**Extract**
● ● ●

Somethings connects teens and young adults with Certified Peer Specialist mentors who have “been there before.” What first convinced you that near‑peer mentorship could move the needle on youth mental health, and what early signals are you seeing that it works at scale?
Patrick: Somethings is deeply personal to me. As a child, I struggled with an eating disorder and tried many traditional services, but none of them felt effective or truly supportive. The one thing that did help was connecting with a peer who understood my experience and met me where I was. That experience showed me the power of peer support. Years later, while I was in college, a classmate died by suicide. That loss made it clear to me that I needed to do something more. I began by informally mentoring a few young people to see if peer support could help others the way it had helped me. From there, the idea grew and eventually became Somethings.
As for early signals at scale, the data is telling. Through partnerships with Medicaid programs, state agencies, and school systems across the United States, the platform has supported over 11,000 teens, improved depression symptoms in 67% of users, and resolved suicidal ideation of 59% of teens. With 1,100x user growth over the past year and demonstrated clinical outcomes that traditional models struggle to achieve, Somethings is proving that peer connection paired with professional oversight can meet young people where they are and keep them engaged in ongoing support.
Somethings is intentionally “not therapy,” instead centering human connection, early intervention, and lived experience. How do you help young people and families understand when peer support is the right fit on its own, and when it should complement more traditional clinical care?
Patrick: We are very clear about what Somethings is and what it isn’t. Somethings isn’t therapy — it’s something different. It’s real human connection from real people who’ve been there before and want to help. That distinction matters enormously, because the way families and teens receive support is shaped by how it’s framed.
The reality is that only one-third of teens get access to mental health care in the U.S., and many teens have decided that mental health care isn’t for them. Certified Peer Mentors at Somethings reach youth who otherwise wouldn’t engage at all. We also know some young people need more. That’s why, in parallel, we have built our clinical therapy services in a stepped care model for those who need therapy or prefer that service. Peer support and clinical care aren’t in competition — they’re complementary layers of the same system, and the right fit depends on where a young person is in their journey.
Many of the young people you serve navigate intersecting identities and overlapping stressors—from racism and discrimination to family pressure and financial strain. How does your model, and the way you recruit and support mentors, reflect mental health as intersectional rather than one‑size‑fits‑all?
Patrick: It starts with who our mentors are. The mentors on our platform are ages 20–29 and provide near-peer support, enabling more authentic connections and trust with young people ages 13–26. These are young people who grew up in the same era as the teens they’re supporting — they understand the social media landscape, academic pressure, identity questions, and the cultural contexts those teens live in.

● ● ●

**Data**
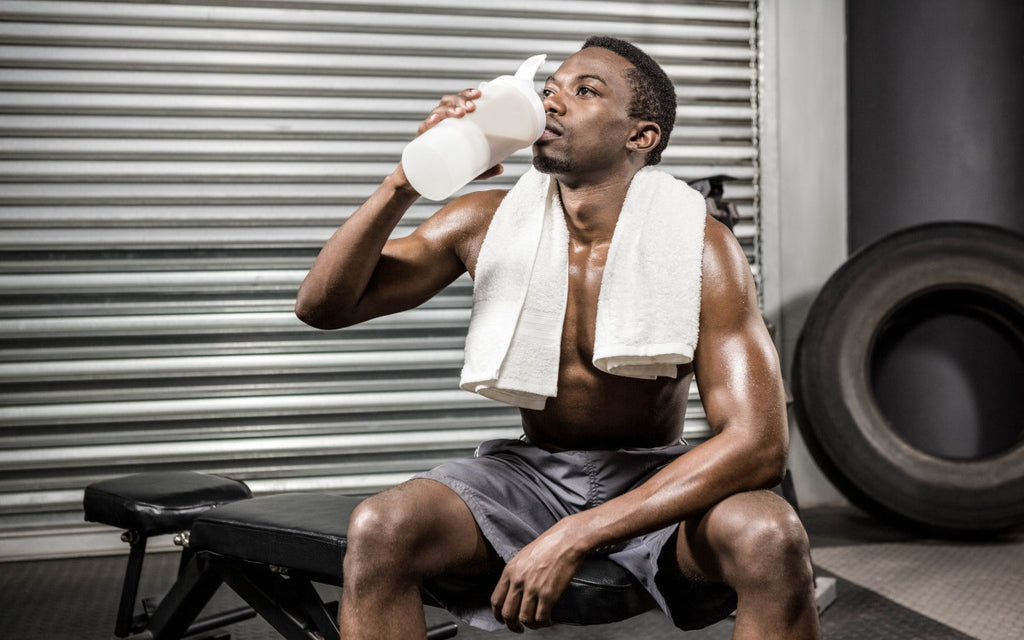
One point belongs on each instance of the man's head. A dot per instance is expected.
(653, 93)
(609, 105)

● ● ●

**Brief A**
Translate this sentence from the Somethings interview into Spanish: "We are very clear about what Somethings is and what it isn’t."
**Brief B**
Carry on the interview about Somethings, picking up right after its final sentence.

**Your response A**
Tenemos muy claro qué es Somethings y qué no es.

**Your response B**
We also make sure our training reflects that complexity. All peers must complete an external training program approved by the state where the teen is being served, and then complete an internal training program covering topics such as de-escalation and culturally affirming care. Employees also receive ongoing supervision and continuing education.
Culturally affirming care isn’t an add-on for us — it’s foundational to the model. A teen navigating racism or discrimination needs a mentor who can hold that experience with them, not minimize it.
Somethings uses technology, including AI, to prepare mentors and support safety while keeping human connection at the center. How do you balance tech‑enabled insight with the fundamentally human nature of peer support, and what should potential partners and investors know about the value this model creates for young people and for systems like schools, health plans, and states?
Patrick: Our rule is simple: technology should make our mentors more human, not less. We use a HIPAA-compliant AI tool to give peer mentors summaries before they re-engage with a client, flag upcoming stressful events a teen previously mentioned, and surface insights into a client’s interests — so mentors show up more prepared and more present. The AI never talks directly to a teen. It just makes sure the human who does is ready.
On safety, our AI provides tools for peer mentors to screen for safety and enable clinical escalation when necessary — so if a situation becomes serious, the right people are alerted, and the right steps happen fast. A teen in crisis needs a person, not a chatbot. We’re built around that belief.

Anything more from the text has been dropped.